The quality of the way you clean your hands has a big impact on the number of potentially dangerous microbes that remain. Consequently, the WHO has recommended a special technique for healthcare workers that is really effective at removing the microbes. This technique is taught during the hand hygiene training process in hospitals.
Automatic Video Auditing of hand washing has shown that there are lapses in the quality of hand hygiene in hospitals, with only 16% of people using the recommended technique. Therefore, hand hygiene training must be improved upon in order to ensure compliance.
In a 3-month study, interactive technology was added to all sinks on a surgical ward to provide real-time feedback on hand washing quality to users. The interactive feedback drove a discussion of hand hygiene quality among the staff and they were challenged to achieve a good score on the system for each hand wash.
After real time feedback was added, the number of people achieving the WHO quality standard improved by over 190%. The number of hand hygiene events per patient day also increased by 147%. After 3 months, the interactive feedback was turned off and the improvement disappeared; this is probably because users “off-loaded” the task of keeping track of their technique onto the technology.
This has a couple of key implications for how we use technology to help improve hand hygiene:
- If the role of the technology is to reduce the mental burden of remembering when and how to do hand hygiene, then the technology must be maintained in order to keep performance high.
- If the technology is to be used for learning in a work environment, then we have to ensure that the real-time feedback on hand washing provided to learners is progressively reduced and that the technology moves toward providing real-time assessment only and not instruction. This means that the feedback needs to be customised to each learner as they develop their hand hygiene proficiency.

◆ PROBLEM 1
Write out the part of the hand hygiene text starting at "After real time" and ending at "onto the technology.".
◆ PROBLEM 2
Answer these questions from the hand hygiene text:
(a) According to Automatic Video Auditing, what percentage of people used the recommended technique?
(b) How long did the study on the surgical ward last?
(c) By what percentage did hand hygiene events per patient day increase after real-time feedback was added?

◆ DATA RECORDS
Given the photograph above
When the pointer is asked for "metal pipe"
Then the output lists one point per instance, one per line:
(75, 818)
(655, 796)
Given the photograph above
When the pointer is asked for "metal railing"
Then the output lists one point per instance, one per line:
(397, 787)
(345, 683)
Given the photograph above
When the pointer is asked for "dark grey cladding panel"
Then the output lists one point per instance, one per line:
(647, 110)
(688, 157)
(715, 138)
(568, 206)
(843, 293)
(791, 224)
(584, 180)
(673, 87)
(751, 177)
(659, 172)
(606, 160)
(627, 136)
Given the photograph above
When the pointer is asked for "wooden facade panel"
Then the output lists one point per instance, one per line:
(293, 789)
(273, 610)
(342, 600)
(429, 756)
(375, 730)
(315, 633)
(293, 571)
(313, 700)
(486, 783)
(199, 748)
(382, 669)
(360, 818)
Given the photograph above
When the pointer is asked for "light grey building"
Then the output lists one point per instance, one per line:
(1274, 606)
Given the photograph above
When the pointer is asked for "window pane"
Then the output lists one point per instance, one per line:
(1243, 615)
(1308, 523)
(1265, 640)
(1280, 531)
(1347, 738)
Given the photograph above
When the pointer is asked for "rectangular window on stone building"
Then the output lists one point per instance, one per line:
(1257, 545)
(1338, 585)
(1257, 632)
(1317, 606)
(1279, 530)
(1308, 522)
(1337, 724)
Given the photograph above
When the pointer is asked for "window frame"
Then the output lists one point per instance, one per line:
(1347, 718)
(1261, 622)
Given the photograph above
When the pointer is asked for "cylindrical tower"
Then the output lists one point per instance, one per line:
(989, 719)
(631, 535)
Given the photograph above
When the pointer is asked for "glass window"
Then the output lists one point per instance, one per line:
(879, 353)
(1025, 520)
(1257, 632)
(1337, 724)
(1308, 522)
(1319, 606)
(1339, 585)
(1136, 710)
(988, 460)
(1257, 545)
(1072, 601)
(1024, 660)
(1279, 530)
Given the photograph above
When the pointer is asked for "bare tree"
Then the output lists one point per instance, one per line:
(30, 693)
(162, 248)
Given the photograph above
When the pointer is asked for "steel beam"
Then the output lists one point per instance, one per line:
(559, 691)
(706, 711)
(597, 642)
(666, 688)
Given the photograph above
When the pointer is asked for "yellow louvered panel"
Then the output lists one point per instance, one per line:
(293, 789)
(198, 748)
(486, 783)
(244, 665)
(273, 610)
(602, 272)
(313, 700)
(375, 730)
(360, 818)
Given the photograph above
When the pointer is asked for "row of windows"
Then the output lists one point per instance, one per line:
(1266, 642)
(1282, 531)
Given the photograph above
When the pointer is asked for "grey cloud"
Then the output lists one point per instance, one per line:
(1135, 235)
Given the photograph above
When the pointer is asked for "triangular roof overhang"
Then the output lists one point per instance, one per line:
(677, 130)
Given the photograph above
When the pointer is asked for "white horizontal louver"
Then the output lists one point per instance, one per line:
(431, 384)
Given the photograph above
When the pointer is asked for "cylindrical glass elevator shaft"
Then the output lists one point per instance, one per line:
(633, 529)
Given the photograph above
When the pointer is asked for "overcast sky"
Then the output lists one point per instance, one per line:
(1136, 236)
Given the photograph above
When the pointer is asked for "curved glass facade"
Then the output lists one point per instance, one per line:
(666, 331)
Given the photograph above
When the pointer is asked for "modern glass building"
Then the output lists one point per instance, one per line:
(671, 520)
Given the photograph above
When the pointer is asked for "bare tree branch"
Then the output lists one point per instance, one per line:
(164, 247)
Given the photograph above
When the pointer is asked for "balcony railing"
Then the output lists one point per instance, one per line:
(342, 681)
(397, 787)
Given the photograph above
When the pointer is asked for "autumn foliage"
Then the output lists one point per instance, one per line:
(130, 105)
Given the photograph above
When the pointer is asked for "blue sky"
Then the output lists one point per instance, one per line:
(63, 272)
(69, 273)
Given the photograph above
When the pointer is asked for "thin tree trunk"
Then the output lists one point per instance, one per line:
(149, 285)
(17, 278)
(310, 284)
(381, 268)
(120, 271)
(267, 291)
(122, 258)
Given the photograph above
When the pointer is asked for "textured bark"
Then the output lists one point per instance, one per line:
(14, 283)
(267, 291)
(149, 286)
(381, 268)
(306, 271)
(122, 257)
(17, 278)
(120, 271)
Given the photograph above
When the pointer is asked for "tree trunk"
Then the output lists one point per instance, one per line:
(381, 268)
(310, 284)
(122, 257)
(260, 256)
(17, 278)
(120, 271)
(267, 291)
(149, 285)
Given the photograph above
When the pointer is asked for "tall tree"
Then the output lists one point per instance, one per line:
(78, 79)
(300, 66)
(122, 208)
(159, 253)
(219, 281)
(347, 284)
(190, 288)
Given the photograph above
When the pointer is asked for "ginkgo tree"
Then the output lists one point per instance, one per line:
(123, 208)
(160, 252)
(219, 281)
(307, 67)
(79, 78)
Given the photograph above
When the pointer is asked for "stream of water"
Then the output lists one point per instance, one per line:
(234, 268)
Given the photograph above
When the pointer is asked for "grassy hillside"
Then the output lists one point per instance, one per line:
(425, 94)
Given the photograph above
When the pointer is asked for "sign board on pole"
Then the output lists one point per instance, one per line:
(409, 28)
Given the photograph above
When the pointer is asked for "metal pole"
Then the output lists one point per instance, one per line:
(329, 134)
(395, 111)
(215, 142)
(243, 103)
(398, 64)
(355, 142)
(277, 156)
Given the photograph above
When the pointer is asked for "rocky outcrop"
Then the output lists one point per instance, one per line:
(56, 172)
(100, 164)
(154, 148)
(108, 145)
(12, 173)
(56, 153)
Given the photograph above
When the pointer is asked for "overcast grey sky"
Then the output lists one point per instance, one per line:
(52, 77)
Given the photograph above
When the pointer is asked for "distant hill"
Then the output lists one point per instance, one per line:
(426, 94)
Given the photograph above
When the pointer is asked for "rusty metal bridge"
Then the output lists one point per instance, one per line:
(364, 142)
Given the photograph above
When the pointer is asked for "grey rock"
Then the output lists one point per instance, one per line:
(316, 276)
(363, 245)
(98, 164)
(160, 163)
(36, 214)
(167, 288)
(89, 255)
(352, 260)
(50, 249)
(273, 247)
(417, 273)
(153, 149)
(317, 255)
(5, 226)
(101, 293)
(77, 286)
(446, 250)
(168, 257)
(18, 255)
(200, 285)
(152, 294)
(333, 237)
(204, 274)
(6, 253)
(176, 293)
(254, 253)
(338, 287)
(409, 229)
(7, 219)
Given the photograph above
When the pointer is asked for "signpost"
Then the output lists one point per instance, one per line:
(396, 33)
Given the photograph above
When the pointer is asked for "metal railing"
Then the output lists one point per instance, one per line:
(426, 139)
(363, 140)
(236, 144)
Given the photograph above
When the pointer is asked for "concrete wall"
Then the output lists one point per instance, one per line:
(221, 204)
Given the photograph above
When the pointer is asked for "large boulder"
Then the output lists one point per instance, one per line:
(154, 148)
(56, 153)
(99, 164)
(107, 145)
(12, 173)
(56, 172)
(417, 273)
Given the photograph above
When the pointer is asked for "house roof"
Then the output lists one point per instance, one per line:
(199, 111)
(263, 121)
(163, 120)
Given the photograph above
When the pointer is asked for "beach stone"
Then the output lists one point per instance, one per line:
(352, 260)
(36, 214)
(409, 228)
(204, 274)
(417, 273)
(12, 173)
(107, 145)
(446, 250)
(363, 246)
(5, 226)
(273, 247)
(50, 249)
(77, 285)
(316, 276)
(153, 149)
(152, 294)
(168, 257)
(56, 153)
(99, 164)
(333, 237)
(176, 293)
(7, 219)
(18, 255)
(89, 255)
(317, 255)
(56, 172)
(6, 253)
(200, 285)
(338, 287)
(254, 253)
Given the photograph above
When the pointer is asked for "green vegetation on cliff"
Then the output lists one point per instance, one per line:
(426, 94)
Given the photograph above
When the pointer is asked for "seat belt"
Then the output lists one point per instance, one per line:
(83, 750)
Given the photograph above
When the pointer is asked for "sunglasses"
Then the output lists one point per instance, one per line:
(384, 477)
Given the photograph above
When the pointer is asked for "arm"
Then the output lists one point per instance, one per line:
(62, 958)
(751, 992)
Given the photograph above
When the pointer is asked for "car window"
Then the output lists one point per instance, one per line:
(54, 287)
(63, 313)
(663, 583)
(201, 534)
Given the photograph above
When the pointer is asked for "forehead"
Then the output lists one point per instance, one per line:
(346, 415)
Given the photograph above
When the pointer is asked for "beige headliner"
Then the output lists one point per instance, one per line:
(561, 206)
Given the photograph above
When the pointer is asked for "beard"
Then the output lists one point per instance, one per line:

◆ OUTPUT 1
After real time feedback was added, the number of people achieving the WHO quality standard improved by over 190%. The number of hand hygiene events per patient day also increased by 147%. After 3 months, the interactive feedback was turned off and the improvement disappeared; this is probably because users “off-loaded” the task of keeping track of their technique onto the technology.

◆ OUTPUT 2
(a) 16%
(b) 3 months
(c) 147%